### What you have to do
Copy out the forum thread below word for word, beginning with the words "EUOL's response to" and stopping after the words "find a quote.".

### Selection

++++++++++

Timewaster's Guide Archive

Departments => Books => Topic started by: The Holy Saint, Grand High Poobah, Master of Monkeys, Ehlers on December 03, 2004, 08:07:43 AM

Title: EUOLogy #13
Post by: The Holy Saint, Grand High Poobah, Master of Monkeys, Ehlers on December 03, 2004, 08:07:43 AM
reference: http://www.timewastersguide.com/view.php?id=917

EUOL's response to the Nerdery #2 (http://www.timewastersguide.com/view.php?id=911&dep=6)

I have something to add to the discussion of both, but I want to try and find a quote.
Title: Re: EUOLogy #13
Post by: House of Mustard on December 03, 2004, 10:39:44 AM
Hey SE -- fix the italics from your editor's note.
Title: Re: EUOLogy #13
Post by: The Holy Saint, Grand High Poobah, Master of Monkeys, Ehlers on December 03, 2004, 10:51:59 AM
I'll do what I want.
Title: Re: EUOLogy #13
Post by: The Holy Saint, Grand High Poobah, Master of Monkeys, Ehlers on December 03, 2004, 10:57:55 AM
THe quote I mentioned doesn't appear to be online anymore. Anyway, recently Avalanche Press sold a "sexy girls" set or something. Just a bundle of some of their RPGs with the chix on the cover. The press release spoke about how their covers went in the face of what people were telling them: that the sex angle wasn't flying with RPGers anymore.  Their stuff sold, and they were proud of the half-naked covers.

anyway, this kind of says two things: one, that the rpg industry, at least in the eyes of many publishers, is already forsaking the sex on the cover approach. two, that there are parties vehemently resisting this change. I'm not sure what that says about what will happen in the future, however.

The other thing I wanted to say was about violence. Which is a worse sin? Murder or adultery? I'd have to say Murder. Yet sex is a much more avoided problem than violence is. Why is this?
Title: Re: EUOLogy #13
Post by: stacer on December 03, 2004, 11:10:27 AM
I agree with EUOL on how fantasy books have really matured in their depiction of women, both artistically and linguistically. Also, at least in children's books, mainstream, big-5 and mid-range publishers have really been jumping on the fantasy bandwagon. I think this has been both affected by and has effected changes in the genre. The quality of production of these books is amazing. Because publishers are finally realizing that kids really will read a 500 page book if the story is good (duh), they've increased the leading and font sizes of slight stories to make them look like huge tomes, and the paper has a higher opacity, and the art departments are simply paying much more attention to the design of the books. Like EUOL mentioned, cover art is better, too--in children's, of course, it never had the problem of near-naked people, but it did have what I call the Tuck Everlasting "ugliest cover ever" syndrome.

++++++++++

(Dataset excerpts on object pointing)
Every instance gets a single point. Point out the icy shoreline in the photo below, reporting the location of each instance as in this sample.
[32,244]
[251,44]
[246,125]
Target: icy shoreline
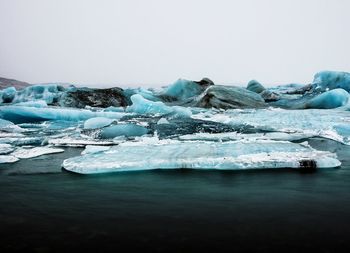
[189,124]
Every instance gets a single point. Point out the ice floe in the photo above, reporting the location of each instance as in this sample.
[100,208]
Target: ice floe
[201,155]
[25,153]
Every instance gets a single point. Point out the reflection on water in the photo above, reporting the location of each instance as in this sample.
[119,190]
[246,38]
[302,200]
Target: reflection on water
[180,210]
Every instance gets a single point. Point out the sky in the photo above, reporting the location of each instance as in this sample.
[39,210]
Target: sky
[155,42]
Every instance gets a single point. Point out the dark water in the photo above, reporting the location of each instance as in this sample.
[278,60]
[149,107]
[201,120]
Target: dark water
[177,211]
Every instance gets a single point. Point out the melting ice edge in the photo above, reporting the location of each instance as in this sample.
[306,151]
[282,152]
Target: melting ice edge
[189,124]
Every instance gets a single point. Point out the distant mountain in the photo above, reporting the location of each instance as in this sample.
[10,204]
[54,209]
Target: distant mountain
[4,83]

++++++++++

### Output of the task
EUOL's response to the Nerdery #2 (http://www.timewastersguide.com/view.php?id=911&dep=6)

I have something to add to the discussion of both, but I want to try and find a quote.